**Source text:**
####

It means that Schumacher will find herself competing against some of the best emerging talents in the world, players such as her keen to improve their International Tennis Federation ranking.
"She's just stoked, it's pretty hard to get those sort of offers. Everything is included and the tennis will be amazing over there, she'll get to play all the other division one colleges and the best girls her age in the world," Grace's mother Allyson Schumacher explained.
"She'll get it all over there, she'll come out with a degree if she stays for four years and she'll be doing what she loves to do and that's tennis."
As a junior, Schumacher reached a ITF ranking of 232. It was something which put her on the radar of US college scouts.
It was in March last year - after receiving offers for more than 12 months - that she decided college tennis was the path she wanted to take.
"A lot of the coaches now recommend you do at least a couple of years of college tennis. Unless you're an absolute freak like that Coco Gauff, it's pretty hard for young players when they first go on the pro tour because they are not earning any money and are very inexperienced as to how it all works," Allyson Schumacher said.
"The college is a stepping stone now from doing what Grace has been doing, that's junior tennis, to the full on professional side of things.
"They obviously scout players and she had a few colleges make offers early on, but you're only allowed to go and visit five colleges. She probably had like six guaranteed placements, so she was incredibly lucky."

####

**Data to examine:**

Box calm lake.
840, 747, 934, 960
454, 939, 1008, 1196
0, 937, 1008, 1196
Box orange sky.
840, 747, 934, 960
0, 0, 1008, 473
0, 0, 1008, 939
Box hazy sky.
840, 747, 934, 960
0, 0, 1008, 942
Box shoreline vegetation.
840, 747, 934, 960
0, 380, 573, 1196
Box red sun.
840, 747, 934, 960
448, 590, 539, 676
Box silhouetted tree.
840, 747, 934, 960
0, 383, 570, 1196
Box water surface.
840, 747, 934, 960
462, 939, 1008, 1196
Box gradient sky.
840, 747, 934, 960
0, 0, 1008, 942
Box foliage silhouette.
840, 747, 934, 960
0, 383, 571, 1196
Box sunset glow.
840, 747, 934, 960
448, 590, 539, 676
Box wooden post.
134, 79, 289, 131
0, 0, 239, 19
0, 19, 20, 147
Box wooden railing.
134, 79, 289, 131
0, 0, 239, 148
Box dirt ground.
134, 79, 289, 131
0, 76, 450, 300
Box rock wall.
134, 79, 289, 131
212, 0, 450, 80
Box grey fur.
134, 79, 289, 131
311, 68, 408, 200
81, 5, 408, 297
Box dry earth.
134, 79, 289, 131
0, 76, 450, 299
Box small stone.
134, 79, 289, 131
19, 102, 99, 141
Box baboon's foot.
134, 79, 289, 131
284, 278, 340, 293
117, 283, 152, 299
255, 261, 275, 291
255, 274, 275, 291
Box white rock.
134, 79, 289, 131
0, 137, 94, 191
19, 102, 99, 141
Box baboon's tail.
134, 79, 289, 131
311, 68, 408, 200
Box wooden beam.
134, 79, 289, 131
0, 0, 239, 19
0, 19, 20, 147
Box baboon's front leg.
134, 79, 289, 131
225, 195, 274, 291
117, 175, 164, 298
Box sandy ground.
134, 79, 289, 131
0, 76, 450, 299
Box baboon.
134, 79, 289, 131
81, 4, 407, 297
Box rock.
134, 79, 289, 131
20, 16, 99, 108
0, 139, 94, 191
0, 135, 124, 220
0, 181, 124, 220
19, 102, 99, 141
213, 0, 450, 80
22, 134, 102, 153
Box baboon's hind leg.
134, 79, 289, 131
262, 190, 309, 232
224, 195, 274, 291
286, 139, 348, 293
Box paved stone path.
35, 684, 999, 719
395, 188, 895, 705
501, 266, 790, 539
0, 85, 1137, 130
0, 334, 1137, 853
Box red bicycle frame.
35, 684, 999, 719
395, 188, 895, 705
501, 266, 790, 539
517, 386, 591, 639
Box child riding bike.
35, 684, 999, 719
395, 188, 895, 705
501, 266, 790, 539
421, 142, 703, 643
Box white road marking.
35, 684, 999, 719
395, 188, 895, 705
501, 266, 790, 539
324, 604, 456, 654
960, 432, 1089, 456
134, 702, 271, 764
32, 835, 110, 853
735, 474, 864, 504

####

**Requirement A:** List every person the tennis article names, using the fullest form of each name that appears in it.
**Requirement B:** Rewrite the tennis article's paragraph that begins "A lot of the coaches now recommend" as a single shorter sentence, keeping its main facts and its speaker.
**Requirement C:** Write the next few sentences of the tennis article about Grace Schumacher.

**Written response A:**
Grace Schumacher
Allyson Schumacher
Coco Gauff

**Written response B:** Allyson Schumacher said coaches now advise at least a couple of years of college tennis, because, apart from an exceptional player like Coco Gauff, young players struggle when they first join the pro tour: they earn no money and know little about how it works.

**Written response C:**
Grace Schumacher and her father Rod made two trips to the US to meet with interested colleges. The five they visited were Tennessee, Tulsa, Missouri, Oregon and South Florida while the tennis talent also drew interest from Iowa and Florida State.
Those trips opened their eyes to how much importance is placed on college sport in the US and just how big an opportunity it was for Grace.
"It's huge, we didn't know how huge it was. When they went over there Rod said he could not believe the size of these colleges - most of them the campus is the size of Bathurst," Allyson Schumacher said.
"The tennis facilities in the colleges are on par with Melbourne Park, our national training facility. They have everything available at their disposal, they have physios, they have psych people, they pay for all her rackets, all her clothes.
"The highest offer she got was the 12th ranked college in America and that was University of Oregon, but she chose South Florida because it's important to gel with the coach and feel comfortable, and the weather."
While Schumacher was slated to leave Australia in June, the current restrictions in place due to the coronavirus have the family thinking an August departure would be the "best case scenario".